THE EXERCISE: Print the part of the Julia forum thread below between "No, there is" and "to other languages.", inclusive, word for word.

Julia's applicable context is getting narrower over time?

You must have a very peculiar understanding of how programming languages work. FWIW, there is no magic (of any color) in C++ or Julia. It’s just a compiler.

Idiomatic Julia code can generate programs that are as fast as optimized C or C++ (modulo some LLVM quirk). The great thing about Julia is that I can do this with relatively little effort, and still have maintainable code.

No, there is no need for this if you are coding in Julia.


If you want to provide performance optimized code/algorithms as a library for the benefit to other programming environments it is still more natural to use C/C++/Fortran languages.

You wouldn’t develop in Julia when you want to make the high performance library available to other languages.

In this sense, the applicable context is more narrow than for C/C++. This has been so from the beginning, therefor it’s not getting narrower but stays constant. This isn’t valid in general, where the context broadens IMO.

DATA LINES:
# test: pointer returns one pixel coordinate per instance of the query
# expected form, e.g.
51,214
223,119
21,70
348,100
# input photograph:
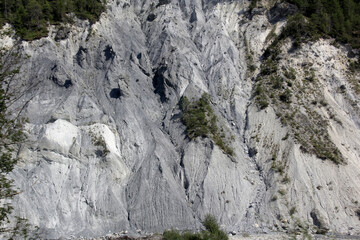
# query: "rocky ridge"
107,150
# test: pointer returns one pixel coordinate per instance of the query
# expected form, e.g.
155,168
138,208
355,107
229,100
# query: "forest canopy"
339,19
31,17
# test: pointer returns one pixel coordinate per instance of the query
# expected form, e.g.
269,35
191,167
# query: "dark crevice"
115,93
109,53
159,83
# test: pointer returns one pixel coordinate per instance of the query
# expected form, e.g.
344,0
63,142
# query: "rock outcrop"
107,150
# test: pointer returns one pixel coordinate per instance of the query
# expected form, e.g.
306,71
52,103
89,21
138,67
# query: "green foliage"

==

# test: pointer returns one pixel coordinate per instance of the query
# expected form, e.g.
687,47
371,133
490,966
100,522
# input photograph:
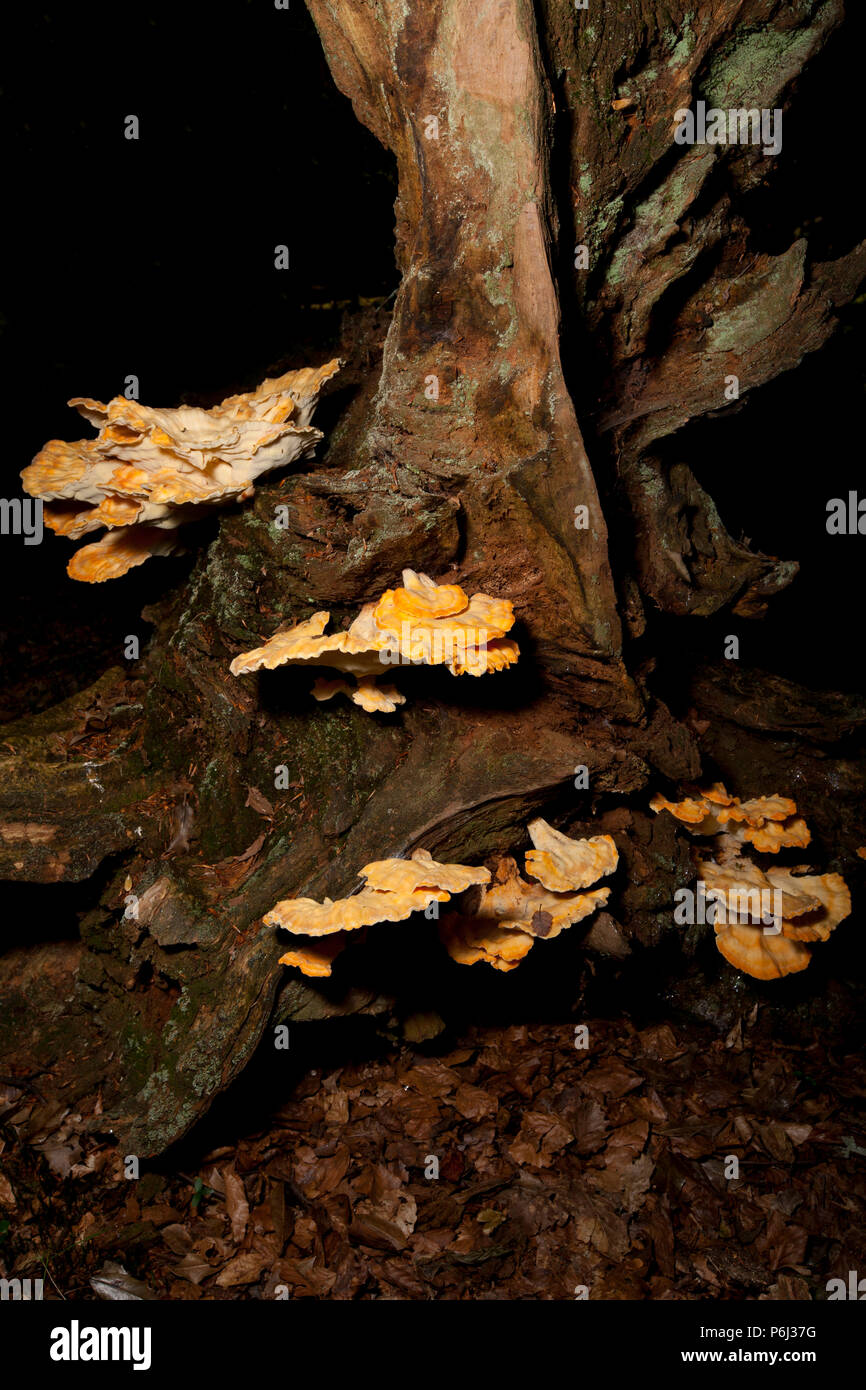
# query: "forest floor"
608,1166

...

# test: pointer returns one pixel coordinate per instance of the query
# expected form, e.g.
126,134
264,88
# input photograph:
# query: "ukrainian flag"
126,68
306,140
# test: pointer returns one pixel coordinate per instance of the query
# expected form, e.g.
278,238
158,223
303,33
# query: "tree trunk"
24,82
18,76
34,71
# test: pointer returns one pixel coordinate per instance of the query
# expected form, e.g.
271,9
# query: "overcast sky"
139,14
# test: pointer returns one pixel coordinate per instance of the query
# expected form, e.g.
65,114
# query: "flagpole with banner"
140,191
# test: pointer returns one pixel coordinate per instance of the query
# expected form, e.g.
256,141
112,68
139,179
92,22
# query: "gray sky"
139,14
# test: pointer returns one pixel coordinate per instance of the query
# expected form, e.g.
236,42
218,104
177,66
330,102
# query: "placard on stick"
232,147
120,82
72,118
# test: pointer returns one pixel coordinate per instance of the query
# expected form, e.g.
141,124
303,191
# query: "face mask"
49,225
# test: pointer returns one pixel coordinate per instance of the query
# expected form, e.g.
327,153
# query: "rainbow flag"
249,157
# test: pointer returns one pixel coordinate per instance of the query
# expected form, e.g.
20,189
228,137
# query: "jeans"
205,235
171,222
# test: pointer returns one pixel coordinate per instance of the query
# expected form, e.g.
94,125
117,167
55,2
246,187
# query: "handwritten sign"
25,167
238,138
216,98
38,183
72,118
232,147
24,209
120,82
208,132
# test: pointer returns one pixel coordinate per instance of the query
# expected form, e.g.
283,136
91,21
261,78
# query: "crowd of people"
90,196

ANSWER TO THE TASK:
No, there is no need for this if you are coding in Julia.


If you want to provide performance optimized code/algorithms as a library for the benefit to other programming environments it is still more natural to use C/C++/Fortran languages.

You wouldn’t develop in Julia when you want to make the high performance library available to other languages.